### Directions
Reproduce the data starting at the line that contains "Task: mark one point on every instance of the man's" and ending at the close of the data, swapping "fishing rod" for "fishing pole" wherever it occurs and leaving everything else unchanged.

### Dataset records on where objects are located
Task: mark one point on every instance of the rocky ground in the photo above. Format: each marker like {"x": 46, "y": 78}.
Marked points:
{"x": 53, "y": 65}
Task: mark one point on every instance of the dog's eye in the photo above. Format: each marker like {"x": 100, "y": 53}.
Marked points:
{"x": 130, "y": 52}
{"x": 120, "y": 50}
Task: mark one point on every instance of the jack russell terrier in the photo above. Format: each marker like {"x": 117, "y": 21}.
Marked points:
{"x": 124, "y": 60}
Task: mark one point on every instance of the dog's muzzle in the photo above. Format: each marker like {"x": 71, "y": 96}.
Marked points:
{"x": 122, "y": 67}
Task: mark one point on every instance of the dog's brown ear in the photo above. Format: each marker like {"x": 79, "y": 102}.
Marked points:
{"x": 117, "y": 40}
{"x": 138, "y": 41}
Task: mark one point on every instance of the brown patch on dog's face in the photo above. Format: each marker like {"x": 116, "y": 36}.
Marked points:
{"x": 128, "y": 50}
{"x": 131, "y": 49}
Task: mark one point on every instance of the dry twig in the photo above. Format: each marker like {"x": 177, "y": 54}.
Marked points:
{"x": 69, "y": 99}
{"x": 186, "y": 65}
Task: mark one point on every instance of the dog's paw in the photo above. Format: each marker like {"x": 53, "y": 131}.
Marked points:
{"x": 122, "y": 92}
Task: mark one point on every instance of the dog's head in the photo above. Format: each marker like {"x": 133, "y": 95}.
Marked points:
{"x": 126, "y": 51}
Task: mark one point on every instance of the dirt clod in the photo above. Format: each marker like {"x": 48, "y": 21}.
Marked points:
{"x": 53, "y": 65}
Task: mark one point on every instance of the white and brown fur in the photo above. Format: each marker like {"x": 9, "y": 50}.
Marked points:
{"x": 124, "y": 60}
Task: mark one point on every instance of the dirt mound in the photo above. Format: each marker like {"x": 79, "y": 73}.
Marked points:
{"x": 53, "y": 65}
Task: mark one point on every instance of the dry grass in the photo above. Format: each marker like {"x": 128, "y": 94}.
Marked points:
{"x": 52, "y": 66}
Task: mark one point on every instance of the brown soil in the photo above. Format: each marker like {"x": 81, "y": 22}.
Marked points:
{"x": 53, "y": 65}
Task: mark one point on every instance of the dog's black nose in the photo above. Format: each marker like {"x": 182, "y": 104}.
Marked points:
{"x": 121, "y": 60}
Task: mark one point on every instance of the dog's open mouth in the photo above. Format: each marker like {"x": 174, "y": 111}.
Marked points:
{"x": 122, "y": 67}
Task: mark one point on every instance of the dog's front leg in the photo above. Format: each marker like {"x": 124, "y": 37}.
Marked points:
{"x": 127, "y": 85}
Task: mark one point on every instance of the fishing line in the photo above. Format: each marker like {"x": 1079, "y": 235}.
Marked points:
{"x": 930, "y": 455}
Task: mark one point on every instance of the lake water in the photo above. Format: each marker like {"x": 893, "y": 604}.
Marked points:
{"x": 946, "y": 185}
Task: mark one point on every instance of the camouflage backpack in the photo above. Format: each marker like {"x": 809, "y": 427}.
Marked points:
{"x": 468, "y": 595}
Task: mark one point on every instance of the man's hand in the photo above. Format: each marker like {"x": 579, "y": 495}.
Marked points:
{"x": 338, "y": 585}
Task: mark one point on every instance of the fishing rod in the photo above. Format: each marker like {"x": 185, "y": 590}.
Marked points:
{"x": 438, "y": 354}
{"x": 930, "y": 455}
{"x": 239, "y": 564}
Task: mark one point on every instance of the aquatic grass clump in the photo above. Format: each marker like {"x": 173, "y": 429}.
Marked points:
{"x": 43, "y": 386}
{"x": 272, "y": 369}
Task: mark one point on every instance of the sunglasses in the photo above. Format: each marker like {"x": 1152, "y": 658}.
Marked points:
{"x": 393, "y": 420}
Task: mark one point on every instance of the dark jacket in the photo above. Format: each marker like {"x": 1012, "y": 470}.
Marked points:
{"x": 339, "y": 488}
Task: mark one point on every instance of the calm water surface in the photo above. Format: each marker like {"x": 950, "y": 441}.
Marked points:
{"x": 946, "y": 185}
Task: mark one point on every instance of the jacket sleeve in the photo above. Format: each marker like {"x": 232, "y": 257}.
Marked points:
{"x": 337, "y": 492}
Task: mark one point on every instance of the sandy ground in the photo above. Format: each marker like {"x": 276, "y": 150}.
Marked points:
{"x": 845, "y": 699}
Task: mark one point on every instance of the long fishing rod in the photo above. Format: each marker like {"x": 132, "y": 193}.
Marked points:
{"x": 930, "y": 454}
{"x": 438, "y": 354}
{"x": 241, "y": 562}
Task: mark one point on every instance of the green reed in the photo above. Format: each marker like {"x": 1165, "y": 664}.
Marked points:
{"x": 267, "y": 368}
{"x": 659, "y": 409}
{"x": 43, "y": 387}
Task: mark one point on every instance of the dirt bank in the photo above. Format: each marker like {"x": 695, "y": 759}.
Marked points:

### Correct result
Task: mark one point on every instance of the man's hand in the photo above. Format: each marker like {"x": 579, "y": 495}.
Marked points:
{"x": 338, "y": 585}
Task: mark one point on every instance of the fishing pole in the photo above. Format: each marker like {"x": 185, "y": 590}.
Marked points:
{"x": 438, "y": 354}
{"x": 930, "y": 455}
{"x": 239, "y": 564}
Task: mark one point on every instance of the aquatic grass clump in the photo above. Format: each marker like {"x": 173, "y": 429}.
Marked points:
{"x": 43, "y": 386}
{"x": 272, "y": 369}
Task: mark one point on every instance of the sunglasses in the photo above. Format: each marker like {"x": 1152, "y": 658}.
Marked points:
{"x": 393, "y": 420}
Task: mark one point on every instance of the dark jacket in the photo above. Format: each marker like {"x": 1012, "y": 470}.
Marked points:
{"x": 339, "y": 488}
Task: mark one point on every instance of the calm water surface in the photo above. Format: each marker like {"x": 950, "y": 441}.
Marked points:
{"x": 946, "y": 185}
Task: mark one point on every instance of the jacket sleeve in the photo above. Format: each marker like {"x": 232, "y": 257}.
Marked points:
{"x": 337, "y": 492}
Task: mark one point on every instance of the sandy ground in the photo above. Format: each marker like {"x": 276, "y": 150}.
Marked points:
{"x": 845, "y": 699}
Task: mark one point on every instance of the long fishing pole in the photo above. Format: each marker like {"x": 132, "y": 193}.
Marked points:
{"x": 930, "y": 454}
{"x": 438, "y": 354}
{"x": 241, "y": 562}
Task: mark one point on every instance of the green reed in the photo above. Format: each marker like {"x": 1165, "y": 664}.
Marked points:
{"x": 267, "y": 368}
{"x": 659, "y": 409}
{"x": 43, "y": 387}
Task: mark one point on every instance of the dirt bank in the photo above. Format: each marker like {"x": 695, "y": 759}.
Marked points:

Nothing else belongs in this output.